> [BRIEF] Reproduce the whole of the records exactly, and make sure no picture is carried into the result.

[Image point grounding data]
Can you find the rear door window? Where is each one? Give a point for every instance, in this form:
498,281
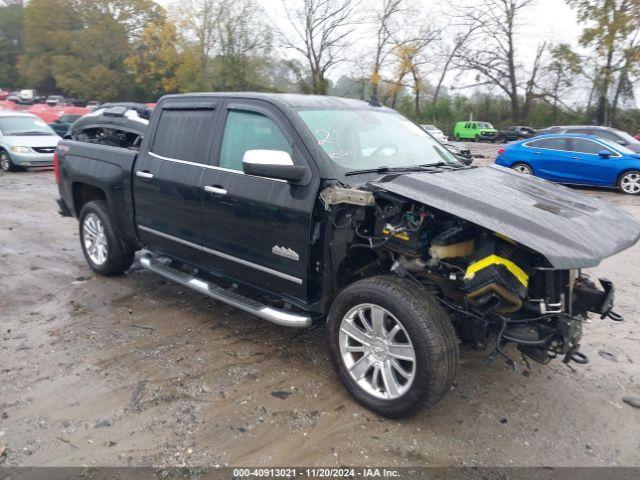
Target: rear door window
549,143
607,135
584,145
245,131
184,134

> [ANSWER SECTION]
Can you find the rear door window? Where is each one? Give a point for every instance, in this form:
498,281
Target: rear door window
549,143
607,135
584,145
245,131
184,134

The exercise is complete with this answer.